→ Exercise details:
Examine each line of the listing below. Copy those in which the string "cabinet" appears.

────

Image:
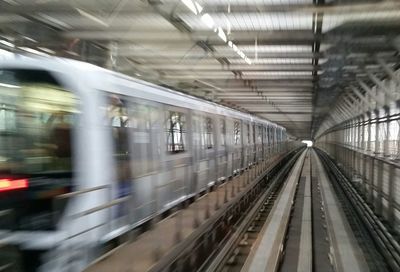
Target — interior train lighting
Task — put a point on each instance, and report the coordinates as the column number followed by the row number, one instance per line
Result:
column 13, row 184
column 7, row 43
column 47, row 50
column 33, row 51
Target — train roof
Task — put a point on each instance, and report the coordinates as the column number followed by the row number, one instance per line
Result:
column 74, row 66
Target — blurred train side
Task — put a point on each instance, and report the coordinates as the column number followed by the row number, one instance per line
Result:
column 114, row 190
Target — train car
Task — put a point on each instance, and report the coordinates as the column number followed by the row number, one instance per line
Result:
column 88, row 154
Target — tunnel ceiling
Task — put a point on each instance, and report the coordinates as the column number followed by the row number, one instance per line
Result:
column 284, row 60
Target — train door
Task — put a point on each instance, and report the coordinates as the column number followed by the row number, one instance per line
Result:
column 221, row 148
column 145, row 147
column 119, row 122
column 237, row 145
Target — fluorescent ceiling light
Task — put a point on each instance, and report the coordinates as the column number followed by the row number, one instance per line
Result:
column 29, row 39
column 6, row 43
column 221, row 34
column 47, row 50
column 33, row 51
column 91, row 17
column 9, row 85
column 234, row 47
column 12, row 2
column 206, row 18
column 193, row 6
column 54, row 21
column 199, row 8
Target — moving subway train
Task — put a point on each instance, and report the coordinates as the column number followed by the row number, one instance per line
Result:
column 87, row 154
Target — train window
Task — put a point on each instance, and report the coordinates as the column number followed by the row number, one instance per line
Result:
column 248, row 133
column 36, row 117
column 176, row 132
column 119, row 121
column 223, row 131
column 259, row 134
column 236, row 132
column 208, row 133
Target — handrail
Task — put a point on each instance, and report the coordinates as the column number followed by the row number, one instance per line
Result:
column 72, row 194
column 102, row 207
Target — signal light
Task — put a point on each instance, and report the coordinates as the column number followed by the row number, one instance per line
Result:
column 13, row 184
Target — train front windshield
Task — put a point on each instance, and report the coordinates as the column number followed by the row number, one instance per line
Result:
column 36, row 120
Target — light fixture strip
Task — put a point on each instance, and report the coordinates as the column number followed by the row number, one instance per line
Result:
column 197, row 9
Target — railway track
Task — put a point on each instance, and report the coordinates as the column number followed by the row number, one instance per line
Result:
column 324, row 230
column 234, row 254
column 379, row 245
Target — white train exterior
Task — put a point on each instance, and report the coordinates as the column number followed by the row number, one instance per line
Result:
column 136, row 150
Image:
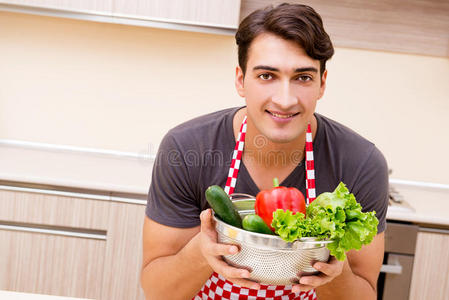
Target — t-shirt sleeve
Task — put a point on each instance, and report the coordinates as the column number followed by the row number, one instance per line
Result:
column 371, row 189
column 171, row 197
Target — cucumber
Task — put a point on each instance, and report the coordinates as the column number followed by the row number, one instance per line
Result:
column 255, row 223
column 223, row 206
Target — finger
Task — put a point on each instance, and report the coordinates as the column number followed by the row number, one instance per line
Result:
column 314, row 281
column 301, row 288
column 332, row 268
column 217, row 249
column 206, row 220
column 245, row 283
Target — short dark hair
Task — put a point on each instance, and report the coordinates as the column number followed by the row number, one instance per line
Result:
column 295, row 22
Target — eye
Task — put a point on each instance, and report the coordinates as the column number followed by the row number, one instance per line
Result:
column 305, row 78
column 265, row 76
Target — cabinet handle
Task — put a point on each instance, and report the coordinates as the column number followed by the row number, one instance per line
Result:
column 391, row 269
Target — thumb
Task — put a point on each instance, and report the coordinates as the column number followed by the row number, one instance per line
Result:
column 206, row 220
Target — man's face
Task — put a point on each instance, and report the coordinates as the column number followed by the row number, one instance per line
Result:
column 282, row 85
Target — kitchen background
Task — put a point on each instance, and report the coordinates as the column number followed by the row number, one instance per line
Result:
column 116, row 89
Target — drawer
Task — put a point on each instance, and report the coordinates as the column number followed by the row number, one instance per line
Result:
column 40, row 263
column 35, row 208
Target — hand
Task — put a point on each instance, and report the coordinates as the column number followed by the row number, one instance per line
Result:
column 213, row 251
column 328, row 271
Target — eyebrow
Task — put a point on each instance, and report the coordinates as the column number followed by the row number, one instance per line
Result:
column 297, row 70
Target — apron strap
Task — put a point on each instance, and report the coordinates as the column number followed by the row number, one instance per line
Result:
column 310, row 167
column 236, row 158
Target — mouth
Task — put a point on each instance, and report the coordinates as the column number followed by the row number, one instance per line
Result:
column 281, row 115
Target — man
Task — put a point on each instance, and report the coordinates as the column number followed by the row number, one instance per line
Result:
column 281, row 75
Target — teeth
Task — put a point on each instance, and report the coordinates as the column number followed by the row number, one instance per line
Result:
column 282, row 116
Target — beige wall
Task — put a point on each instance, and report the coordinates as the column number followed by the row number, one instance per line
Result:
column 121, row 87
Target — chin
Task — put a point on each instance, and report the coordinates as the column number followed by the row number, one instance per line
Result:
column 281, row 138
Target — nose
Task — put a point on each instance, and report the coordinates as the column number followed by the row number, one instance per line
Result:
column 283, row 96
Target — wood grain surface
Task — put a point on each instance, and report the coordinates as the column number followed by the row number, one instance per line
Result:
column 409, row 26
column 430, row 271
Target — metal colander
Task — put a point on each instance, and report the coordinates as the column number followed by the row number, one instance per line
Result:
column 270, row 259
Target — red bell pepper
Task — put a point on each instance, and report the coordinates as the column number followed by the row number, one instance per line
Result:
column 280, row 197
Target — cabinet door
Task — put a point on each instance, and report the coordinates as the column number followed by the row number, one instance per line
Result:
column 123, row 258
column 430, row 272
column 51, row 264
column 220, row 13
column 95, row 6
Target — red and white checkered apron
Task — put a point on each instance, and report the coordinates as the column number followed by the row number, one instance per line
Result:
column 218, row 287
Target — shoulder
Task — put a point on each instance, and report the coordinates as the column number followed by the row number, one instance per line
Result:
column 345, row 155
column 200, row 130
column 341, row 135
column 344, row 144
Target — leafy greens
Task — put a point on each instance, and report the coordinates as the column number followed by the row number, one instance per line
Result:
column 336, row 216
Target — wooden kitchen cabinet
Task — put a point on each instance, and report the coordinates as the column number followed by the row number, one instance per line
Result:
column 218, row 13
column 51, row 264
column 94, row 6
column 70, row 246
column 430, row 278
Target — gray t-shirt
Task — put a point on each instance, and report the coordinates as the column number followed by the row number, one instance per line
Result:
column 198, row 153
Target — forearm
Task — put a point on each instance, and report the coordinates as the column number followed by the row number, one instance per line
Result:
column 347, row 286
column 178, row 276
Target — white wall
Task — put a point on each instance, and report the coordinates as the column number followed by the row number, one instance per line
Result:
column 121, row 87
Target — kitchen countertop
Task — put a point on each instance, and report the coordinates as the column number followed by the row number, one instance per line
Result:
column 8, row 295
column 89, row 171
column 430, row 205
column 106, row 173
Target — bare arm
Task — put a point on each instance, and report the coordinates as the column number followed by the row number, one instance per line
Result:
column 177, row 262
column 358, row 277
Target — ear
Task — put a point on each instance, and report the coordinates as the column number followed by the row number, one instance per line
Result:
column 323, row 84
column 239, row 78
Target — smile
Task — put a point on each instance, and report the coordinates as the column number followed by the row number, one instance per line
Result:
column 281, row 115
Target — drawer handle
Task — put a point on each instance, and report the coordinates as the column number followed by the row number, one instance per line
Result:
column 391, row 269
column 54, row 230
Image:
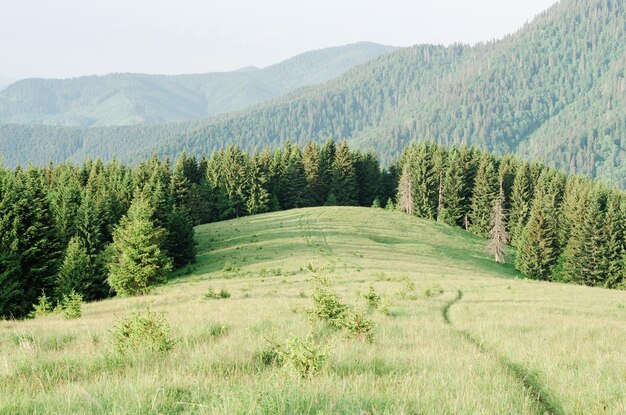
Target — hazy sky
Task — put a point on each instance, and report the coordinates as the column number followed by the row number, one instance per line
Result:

────

→ Solution to the exercise:
Target — cabinet handle
Target — cabinet door
Target — wooden kitchen cabinet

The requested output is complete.